* Objectives
A - Do the following statements agree with the review of It: Chapter Two? For each, answer yes or no and quote the deciding words of the review. (i) The 2017 film adapted only the first half of the 1986 novel. (ii) The 2017 film cost $50 million to produce. (iii) The evil force terrorizes the Maine town every twenty-five years.
B - According to the review of It: Chapter Two, why could someone anticipate the sequel without having read the novel or seen the miniseries?
C - Copy everything in the review of It: Chapter Two from "Cast: Jessica Chastain" down to "(Peter - Director)".

[START Passage given]

It: Chapter Two (2019) movie poster It: Chapter Two

Theatrical Release: September 6, 2019 / Running Time: 169 Minutes / Rating: R

Director: Andy Muschietti / Writers: Stephen King (novel); Gary Dauberman (screenplay)

Cast: Jessica Chastain (Beverly Marsh), James McAvoy (Bill Denbrough), Bill Hader (Richie Tozier), Isaiah Mustafa (Mike Hanlon), Jay Ryan (Ben Hanscom), James Ransone (Eddie Kaspbrak), Andy Bean (Stanley Uris), Bill Skarsgård (Pennywise), Jaeden Martell (Young Bill Denbrough), Wyatt Oleff (Young Stanley Uris), Jack Dylan Grazer (Young Eddie Kaspbrak), Finn Wolfhard (Young Richie Tozier), Sophia Lillis (Young Beverly Marsh), Chosen Jacobs (Young Mike Hanlon), Jeremy Ray Taylor (Young Ben Hanscom), Teach Grant (Henry Bowers), Nicholas Hamilton (Young Henry Bowers), Javier Botet (Hobo/The Witch), Xavier Dolan (Adrian Mellon), Taylor Frey (Don Hagarty), Molly Atkinson (Myra Kaspbrak, Sonia Kaspbrak), Joan Gregson (Mrs. Kersh), Stephen Bogaert (Alvin Marsh), Luke Roessler (Dean), Stephen King (Shopkeeper), Peter Bogdanovich (Peter - Director)


The makers of 2017's It were not presumptuous enough to slap a colon and "Chapter One" on the movie (outside of its closing shot), but the groundwork was there. Screenwriters Chase Palmer, Cary Fukunaga,
and Gary Dauberman had only adapted the first half of Stephen King's epic 1986 novel. Splitting one book into two films seemed to double the profits for the end of Harry Potter, but subsequent attempts, most notably the Mockingjay films of The Hunger Games, seemed to discourage moviegoers.

It had cost $35 million to produce and grossed $50 million its opening day on its way to over $327 M domestic and $700 M worldwide, numbers largely unprecedented for an R-rated film, let alone an R-rated horror film with no big name actors. The degree of commercial success was moderately surprising, but one could tell well in advance that It would fare well at the box office, having scared a generation who experienced in it in print and/or in 1990 ABC miniseries form.

You needn't have endured either of those to anticipate It: Chapter Two. The blockbuster first film, set principally in 1989, set up the sequel with its premise of a small Maine town terrorized by an evil force every twenty-seven years and descriptions of a vision of the cast of young teenagers around age forty.

The Losers Club -- Isaiah Mustafa, Bill Hader, James McAvoy, Jessica Chastain, Jay Ryan --- is all grown up and back in Derry for "It: Chapter Two."

[END Passage given]
[START Given data]

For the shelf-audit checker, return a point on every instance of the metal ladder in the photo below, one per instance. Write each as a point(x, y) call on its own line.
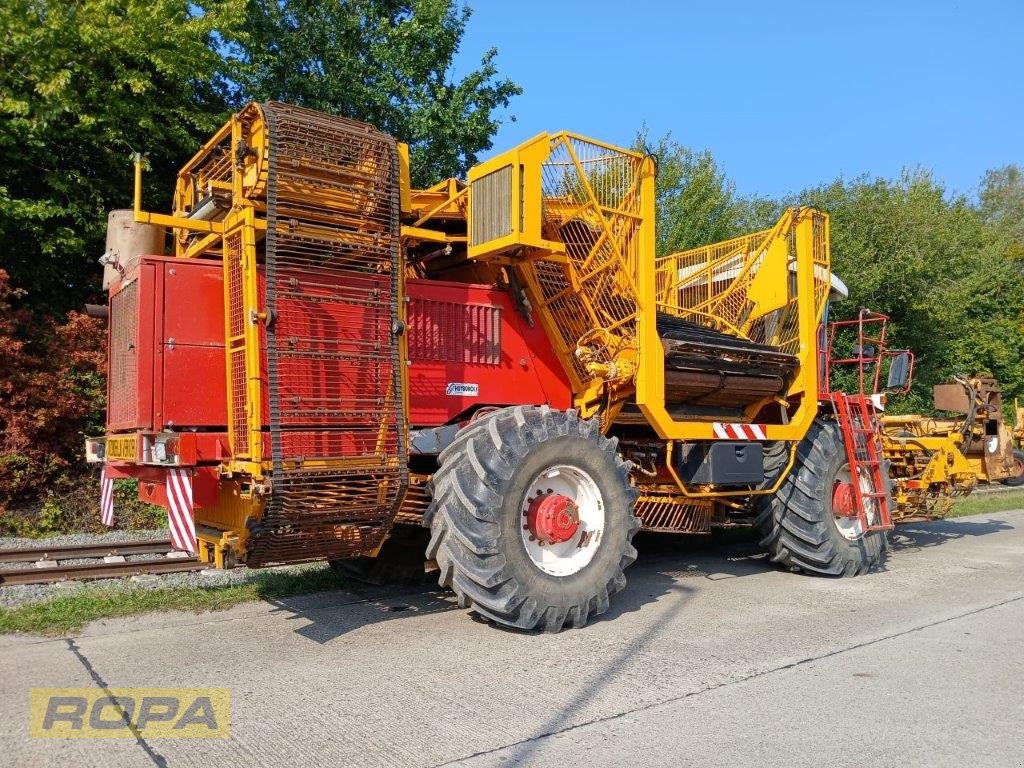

[END Given data]

* Answers
A -
(i) Yes: "had only adapted the first half of Stephen King's epic 1986 novel."
(ii) No: "It had cost $35 million to produce"
(iii) No: "terrorized by an evil force every twenty-seven years"

B - The first film, set mainly in 1989, had already set up the sequel. Its premise was a small Maine town terrorized by an evil force every twenty-seven years, and it described a vision of the young teenage cast at around age forty.

C -
Cast: Jessica Chastain (Beverly Marsh), James McAvoy (Bill Denbrough), Bill Hader (Richie Tozier), Isaiah Mustafa (Mike Hanlon), Jay Ryan (Ben Hanscom), James Ransone (Eddie Kaspbrak), Andy Bean (Stanley Uris), Bill Skarsgård (Pennywise), Jaeden Martell (Young Bill Denbrough), Wyatt Oleff (Young Stanley Uris), Jack Dylan Grazer (Young Eddie Kaspbrak), Finn Wolfhard (Young Richie Tozier), Sophia Lillis (Young Beverly Marsh), Chosen Jacobs (Young Mike Hanlon), Jeremy Ray Taylor (Young Ben Hanscom), Teach Grant (Henry Bowers), Nicholas Hamilton (Young Henry Bowers), Javier Botet (Hobo/The Witch), Xavier Dolan (Adrian Mellon), Taylor Frey (Don Hagarty), Molly Atkinson (Myra Kaspbrak, Sonia Kaspbrak), Joan Gregson (Mrs. Kersh), Stephen Bogaert (Alvin Marsh), Luke Roessler (Dean), Stephen King (Shopkeeper), Peter Bogdanovich (Peter - Director)